--- start of EXERCISE INPUT ---
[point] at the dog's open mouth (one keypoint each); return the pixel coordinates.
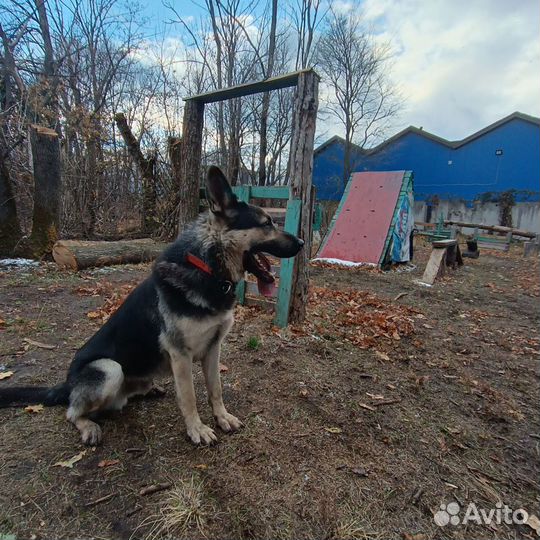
(258, 265)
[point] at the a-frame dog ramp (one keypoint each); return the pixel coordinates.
(373, 222)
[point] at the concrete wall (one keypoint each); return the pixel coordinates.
(525, 215)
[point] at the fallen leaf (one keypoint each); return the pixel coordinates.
(368, 407)
(108, 462)
(534, 523)
(39, 344)
(375, 396)
(68, 463)
(34, 408)
(360, 471)
(154, 488)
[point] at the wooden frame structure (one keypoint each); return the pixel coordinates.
(299, 193)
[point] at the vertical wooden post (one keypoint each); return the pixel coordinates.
(190, 165)
(286, 274)
(244, 194)
(300, 177)
(47, 186)
(10, 230)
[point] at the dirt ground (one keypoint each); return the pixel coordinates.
(358, 424)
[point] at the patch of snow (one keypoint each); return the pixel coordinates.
(341, 262)
(18, 263)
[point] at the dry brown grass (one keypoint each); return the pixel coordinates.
(186, 508)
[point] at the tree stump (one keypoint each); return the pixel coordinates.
(10, 231)
(78, 255)
(47, 188)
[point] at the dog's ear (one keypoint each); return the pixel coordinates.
(218, 191)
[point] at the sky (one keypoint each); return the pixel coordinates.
(459, 64)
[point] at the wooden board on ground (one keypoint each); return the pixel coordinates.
(79, 254)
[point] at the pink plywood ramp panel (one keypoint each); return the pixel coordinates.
(361, 228)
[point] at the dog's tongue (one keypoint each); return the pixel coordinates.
(266, 288)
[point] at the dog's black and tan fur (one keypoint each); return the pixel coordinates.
(179, 314)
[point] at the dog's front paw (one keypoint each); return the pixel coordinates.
(228, 422)
(201, 433)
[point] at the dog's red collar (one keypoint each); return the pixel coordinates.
(201, 265)
(226, 286)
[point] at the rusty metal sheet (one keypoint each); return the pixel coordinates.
(360, 229)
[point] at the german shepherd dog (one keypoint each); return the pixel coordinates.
(179, 314)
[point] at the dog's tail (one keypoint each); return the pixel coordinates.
(30, 395)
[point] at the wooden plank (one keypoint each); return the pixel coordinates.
(492, 245)
(300, 173)
(336, 214)
(270, 192)
(407, 179)
(253, 289)
(494, 228)
(190, 166)
(435, 266)
(444, 243)
(292, 222)
(242, 192)
(261, 302)
(273, 83)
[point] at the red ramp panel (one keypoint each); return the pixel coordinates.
(363, 218)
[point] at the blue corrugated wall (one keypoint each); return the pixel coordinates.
(470, 172)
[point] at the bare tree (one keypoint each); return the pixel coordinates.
(353, 67)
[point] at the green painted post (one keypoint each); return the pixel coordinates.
(317, 220)
(292, 222)
(244, 194)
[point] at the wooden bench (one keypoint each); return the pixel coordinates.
(445, 253)
(500, 243)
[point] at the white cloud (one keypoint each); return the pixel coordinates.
(462, 64)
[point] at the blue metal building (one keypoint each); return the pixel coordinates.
(503, 156)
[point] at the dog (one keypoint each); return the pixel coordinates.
(180, 314)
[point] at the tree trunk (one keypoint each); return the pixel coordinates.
(190, 165)
(47, 187)
(10, 231)
(263, 150)
(78, 255)
(300, 175)
(147, 168)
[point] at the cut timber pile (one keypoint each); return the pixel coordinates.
(78, 254)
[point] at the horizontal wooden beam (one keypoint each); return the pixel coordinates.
(274, 83)
(257, 192)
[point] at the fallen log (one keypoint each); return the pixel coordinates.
(79, 254)
(494, 228)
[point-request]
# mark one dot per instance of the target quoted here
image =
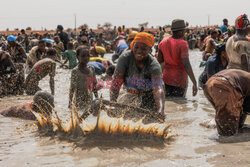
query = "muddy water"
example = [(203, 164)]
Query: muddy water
[(194, 145)]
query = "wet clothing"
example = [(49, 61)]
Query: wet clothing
[(235, 47), (229, 91), (80, 85), (25, 42), (59, 48), (210, 45), (7, 66), (71, 56), (99, 67), (173, 91), (100, 50), (213, 66), (34, 56), (174, 50), (138, 81), (17, 53), (64, 38), (41, 69), (11, 80)]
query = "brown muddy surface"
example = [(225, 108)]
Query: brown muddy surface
[(21, 144)]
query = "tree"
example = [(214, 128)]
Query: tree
[(28, 28), (107, 25)]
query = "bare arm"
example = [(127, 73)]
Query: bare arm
[(160, 57), (159, 95), (244, 62), (52, 85), (116, 85)]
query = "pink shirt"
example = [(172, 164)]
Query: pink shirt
[(173, 50)]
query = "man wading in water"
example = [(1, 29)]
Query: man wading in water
[(141, 73), (42, 102), (173, 51)]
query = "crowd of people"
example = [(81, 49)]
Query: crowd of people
[(147, 78)]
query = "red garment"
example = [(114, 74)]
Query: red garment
[(173, 50)]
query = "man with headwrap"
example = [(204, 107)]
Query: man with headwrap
[(229, 90), (173, 51), (141, 74), (215, 64), (64, 37), (238, 46)]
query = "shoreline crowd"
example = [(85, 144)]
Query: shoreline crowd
[(148, 79)]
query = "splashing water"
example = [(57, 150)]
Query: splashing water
[(103, 126)]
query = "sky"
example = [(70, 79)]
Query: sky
[(40, 14)]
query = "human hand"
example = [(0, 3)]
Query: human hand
[(161, 115), (195, 90)]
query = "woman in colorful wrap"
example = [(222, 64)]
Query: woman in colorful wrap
[(229, 93), (97, 50), (141, 74)]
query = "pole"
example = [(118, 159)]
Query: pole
[(75, 24), (208, 20)]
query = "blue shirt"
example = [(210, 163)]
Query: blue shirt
[(213, 66), (99, 67), (223, 28)]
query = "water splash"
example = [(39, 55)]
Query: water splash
[(104, 126)]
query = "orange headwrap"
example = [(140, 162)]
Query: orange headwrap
[(145, 38)]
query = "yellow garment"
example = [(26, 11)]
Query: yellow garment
[(132, 35), (59, 48), (145, 38), (100, 50)]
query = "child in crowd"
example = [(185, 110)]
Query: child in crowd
[(83, 81), (70, 55)]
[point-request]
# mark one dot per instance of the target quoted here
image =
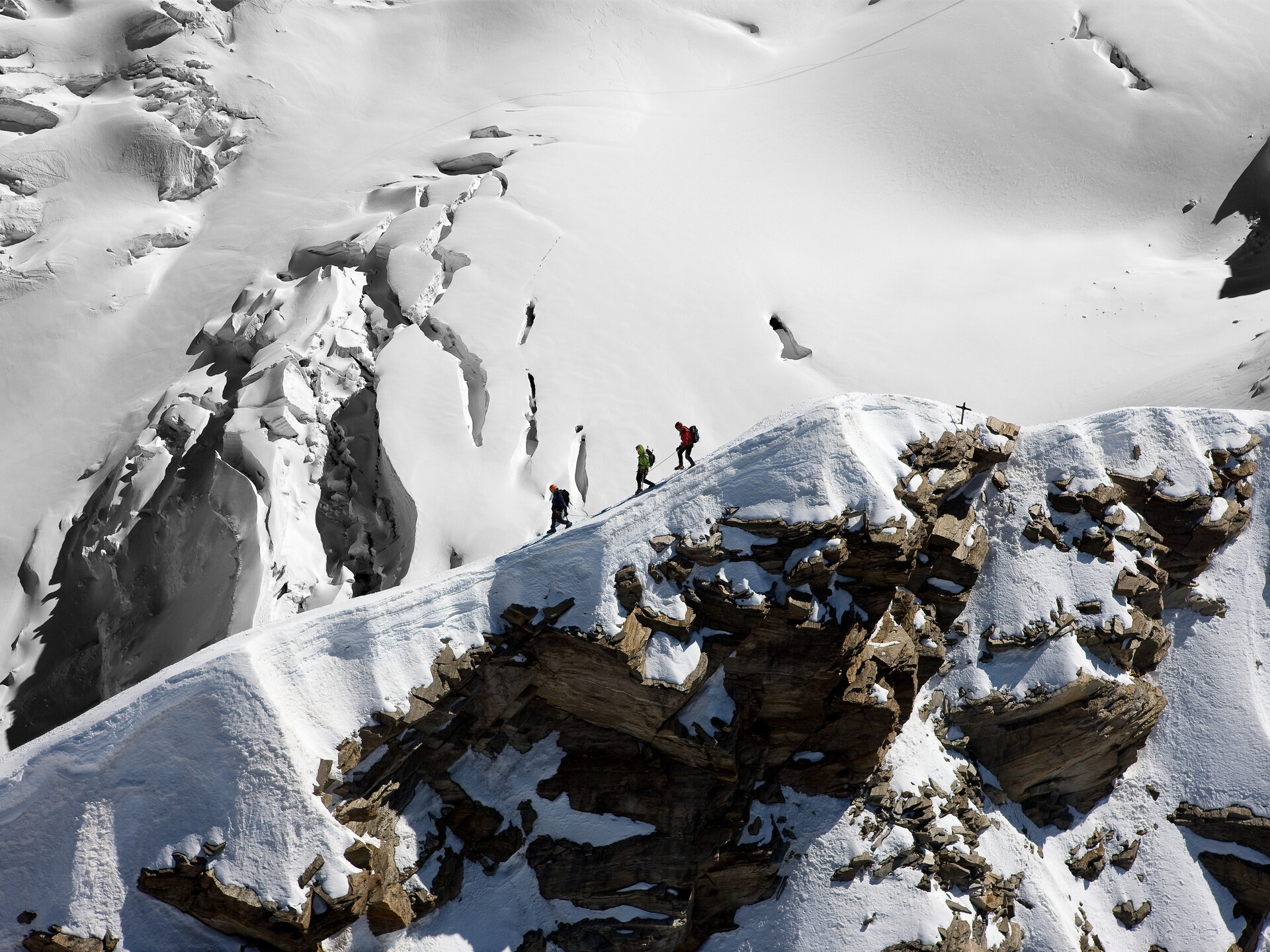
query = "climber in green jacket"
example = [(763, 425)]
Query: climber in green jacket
[(643, 466)]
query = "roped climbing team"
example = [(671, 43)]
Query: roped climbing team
[(646, 461)]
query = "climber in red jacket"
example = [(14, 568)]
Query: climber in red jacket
[(687, 438)]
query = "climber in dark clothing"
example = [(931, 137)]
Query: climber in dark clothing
[(559, 508), (642, 467), (687, 438)]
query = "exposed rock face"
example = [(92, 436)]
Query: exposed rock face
[(19, 219), (59, 941), (1248, 881), (178, 169), (149, 28), (17, 116), (814, 701), (1228, 824), (476, 164), (1066, 746), (941, 856)]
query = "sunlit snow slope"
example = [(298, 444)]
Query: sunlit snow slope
[(958, 200)]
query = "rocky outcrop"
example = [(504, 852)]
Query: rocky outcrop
[(19, 219), (1245, 880), (944, 856), (58, 941), (18, 116), (1061, 748), (149, 28), (1228, 824), (1067, 746), (192, 106), (476, 164), (178, 169), (804, 697)]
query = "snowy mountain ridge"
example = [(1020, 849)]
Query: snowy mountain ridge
[(793, 546)]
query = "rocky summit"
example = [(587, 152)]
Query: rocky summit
[(835, 666), (333, 332)]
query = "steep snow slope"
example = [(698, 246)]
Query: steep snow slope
[(215, 758), (943, 198)]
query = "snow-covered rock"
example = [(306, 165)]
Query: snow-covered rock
[(516, 753)]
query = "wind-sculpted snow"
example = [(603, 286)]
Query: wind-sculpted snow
[(786, 528)]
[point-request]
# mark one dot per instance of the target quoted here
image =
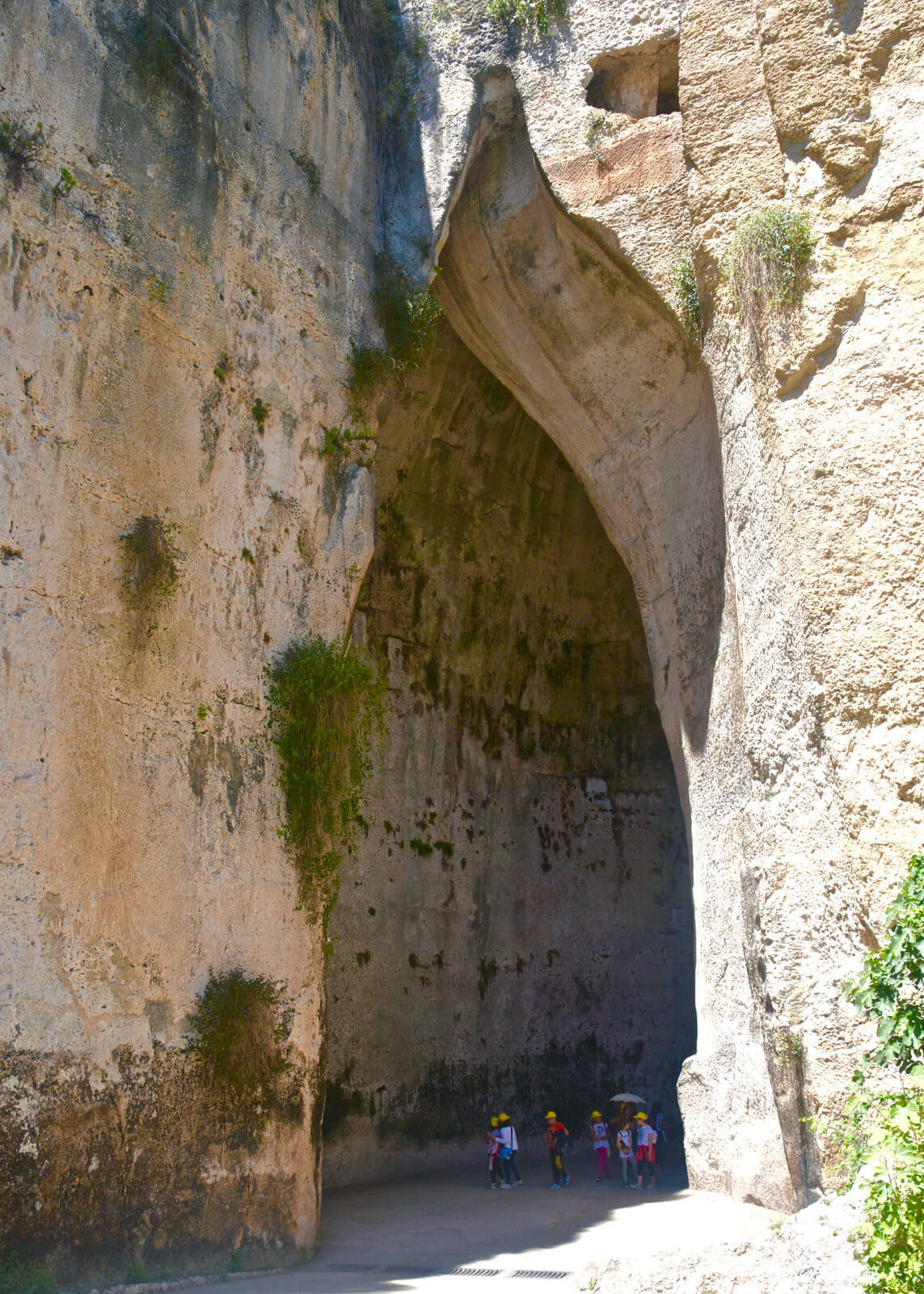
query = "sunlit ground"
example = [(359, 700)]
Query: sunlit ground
[(447, 1233)]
--- end of EXERCISE INPUT ---
EXERCISE REQUIREMENTS:
Set down all the entries exactly as they appear, but skip any pictures.

TASK SOLUTION:
[point] at the dog's open mouth (one keypoint each); return the pixel coordinates.
(258, 265)
[point] at the a-frame dog ramp (one keypoint each); return the pixel coordinates.
(373, 222)
[point] at the concrete wall (one keypoint each); return the pixel coordinates.
(525, 215)
[point] at the fallen leaf (one keypoint each); return the pixel coordinates.
(368, 407)
(108, 462)
(534, 523)
(39, 344)
(375, 396)
(68, 463)
(34, 408)
(360, 471)
(154, 488)
[point] at the wooden frame structure (one keypoint each); return the pixel coordinates.
(299, 193)
[point] at the vertical wooden post (one keypoint each); return the pixel coordinates.
(190, 165)
(286, 274)
(244, 194)
(300, 177)
(47, 186)
(10, 230)
[point] at the dirt ground (one keypoint each); return the pixel coordinates.
(358, 424)
[point] at the patch of snow (one keypoint each); return the pixel coordinates.
(341, 262)
(18, 263)
[point] at the dry brown grass (one keypoint each); return the pixel coordinates.
(186, 508)
[point] at the tree stump (one keypoint each); return the pixel coordinates.
(10, 231)
(78, 255)
(47, 188)
[point] at the dog's ear (one keypoint each); return the pixel coordinates.
(218, 191)
[point] at the sky (one keypoint each); return the pixel coordinates.
(459, 64)
[point] at the wooden board on ground (one keypoint each); return the pixel coordinates.
(79, 254)
[point] at the pink plywood ramp panel (one keypoint each); return the pixel coordinates.
(361, 228)
[point] at the dog's tongue (one keypoint each); return the pixel coordinates.
(266, 288)
[point] at the dog's black and tan fur (one keypoint each); return the pixel coordinates.
(179, 314)
[point] at the dog's front paw (one keypoint each); return the pixel coordinates.
(228, 422)
(201, 433)
[point] at the dog's red collar (one keypoint each); return the pixel coordinates.
(201, 265)
(226, 286)
[point] at the rusty metal sheet (one keypoint each); return the pixel coordinates.
(360, 229)
[point] at the german shepherd dog (one keypoint each); return the pixel coordinates.
(179, 314)
[point] at the dog's tail (one keypoint each); return the pixel coordinates.
(30, 395)
[point] at the wooden plank (one keypoint each); return the pixel coordinates.
(492, 245)
(300, 173)
(336, 214)
(270, 192)
(407, 179)
(253, 289)
(494, 228)
(190, 166)
(435, 266)
(444, 243)
(292, 222)
(242, 192)
(261, 302)
(273, 83)
[point] at the red ramp panel (one keypoint each); return the pixel coordinates.
(363, 218)
[point] at the blue corrugated wall (one keypoint each); return the pixel coordinates.
(470, 172)
[point] at the bare tree (one keypoint each); return the pixel coordinates.
(353, 67)
[point] at the green painted post (one keypoint each); return the pixel coordinates.
(317, 220)
(292, 222)
(244, 194)
[point] at the wooden bench (one keypoint each); return the pixel coordinates.
(445, 253)
(500, 243)
[point] at the white cloud (one keypoint each); return the pixel coordinates.
(462, 64)
[point] at the blue metal building (one keypoint each); return the pixel coordinates.
(503, 156)
[point] at the dog (one keypoint each); return the pixel coordinates.
(180, 314)
[point] at the tree trunk (one keypoint each); return the pixel coordinates.
(190, 165)
(47, 187)
(10, 231)
(263, 150)
(78, 255)
(300, 175)
(147, 168)
[point] at the cut timber pile (one keypoint each); return the pixel coordinates.
(78, 254)
[point] at the horizontal wooden beam (one keypoint each); return the pixel coordinates.
(274, 83)
(257, 192)
[point] at the fallen log (one keypoint each); return the pixel coordinates.
(79, 254)
(494, 228)
[point-request]
# mark one dot per instance of the target quoted here
image =
query = "muddy water"
example = [(203, 164)]
Query: muddy water
[(194, 145)]
query = "wet clothing"
example = [(49, 61)]
Query: wet clothing
[(235, 47), (229, 91), (80, 85), (25, 42), (59, 48), (210, 45), (7, 66), (71, 56), (99, 67), (173, 91), (100, 50), (213, 66), (34, 56), (174, 50), (138, 81), (17, 53), (64, 38), (41, 69), (11, 80)]
query = "brown muddy surface"
example = [(225, 108)]
Query: brown muddy surface
[(21, 144)]
query = "tree"
example = [(214, 128)]
Query: tree
[(28, 28), (107, 25)]
query = "bare arm"
example = [(127, 73)]
Query: bare arm
[(160, 57), (159, 95), (244, 62), (52, 85), (116, 85)]
query = "pink shirt"
example = [(172, 164)]
Query: pink shirt
[(173, 50)]
query = "man wading in water"
example = [(1, 29)]
Query: man wading in water
[(141, 73), (42, 102), (173, 51)]
query = "crowd of people"
example = [(81, 49)]
Query: crowd of people
[(147, 78)]
query = "red garment"
example = [(114, 74)]
Query: red garment
[(173, 50)]
query = "man with headwrap"
example = [(204, 107)]
Query: man with headwrap
[(229, 90), (173, 51), (141, 74), (215, 64), (64, 37), (238, 46)]
query = "shoreline crowd"
example = [(85, 144)]
Query: shoreline crowd
[(148, 79)]
query = "splashing water"
example = [(57, 150)]
Query: splashing water
[(103, 126)]
query = "sky"
example = [(70, 79)]
Query: sky
[(40, 14)]
query = "human hand"
example = [(0, 3)]
Query: human hand
[(161, 115), (195, 90)]
query = "woman in colorful wrap"
example = [(222, 64)]
Query: woman in colorful wrap
[(229, 93), (97, 50), (141, 74)]
query = "pole"
example = [(118, 159)]
Query: pole
[(75, 24), (208, 20)]
query = "blue shirt"
example = [(210, 163)]
Query: blue shirt
[(213, 66), (99, 67), (223, 28)]
query = "water splash"
example = [(39, 55)]
Query: water splash
[(104, 126)]
query = "orange headwrap"
example = [(140, 162)]
Query: orange headwrap
[(145, 38)]
query = "yellow garment"
example = [(26, 11)]
Query: yellow garment
[(132, 35), (59, 48), (145, 38), (100, 50)]
query = "child in crowd"
example = [(185, 110)]
Query: child in crowd
[(83, 81), (70, 55)]
[point-request]
# mark one dot per instance of the target quoted here
image =
query = "climber in green jacket"
example = [(763, 425)]
Query: climber in green jacket
[(643, 466)]
query = "roped climbing team"
example = [(671, 43)]
Query: roped climbing team
[(646, 461)]
query = "climber in red jacket"
example = [(14, 568)]
Query: climber in red jacket
[(687, 438)]
query = "climber in dark clothing"
example = [(931, 137)]
Query: climber in dark clothing
[(559, 508), (642, 467), (687, 438)]
query = "exposed rock face"
example = [(92, 436)]
Query: exposed rock face
[(19, 219), (59, 941), (1248, 881), (178, 169), (149, 28), (17, 116), (814, 701), (1228, 824), (476, 164), (1066, 746), (941, 856)]
query = "sunlit snow slope"
example = [(298, 444)]
Query: sunlit snow slope
[(958, 200)]
query = "rocky outcrop"
example = [(504, 852)]
Query: rocky outcrop
[(19, 219), (1245, 880), (944, 856), (58, 941), (18, 116), (1061, 748), (149, 28), (1228, 824), (1067, 746), (192, 106), (476, 164), (178, 169), (804, 697)]
query = "snowy mountain ridge"
example = [(1020, 849)]
Query: snowy mountain ridge
[(793, 546)]
query = "rocky summit"
example = [(587, 152)]
Query: rocky summit
[(835, 666), (333, 332)]
query = "steep snow slope"
example = [(698, 246)]
Query: steep snow slope
[(215, 758), (943, 198)]
query = "snow-covered rock"
example = [(306, 165)]
Query: snow-covered rock
[(516, 753)]
query = "wind-sculpted snow"
example = [(603, 286)]
Query: wind-sculpted snow
[(786, 528)]
[point-request]
# mark one dot per instance of the target quoted here
image =
query = "sunlit ground"
example = [(359, 700)]
Query: sunlit ground
[(447, 1233)]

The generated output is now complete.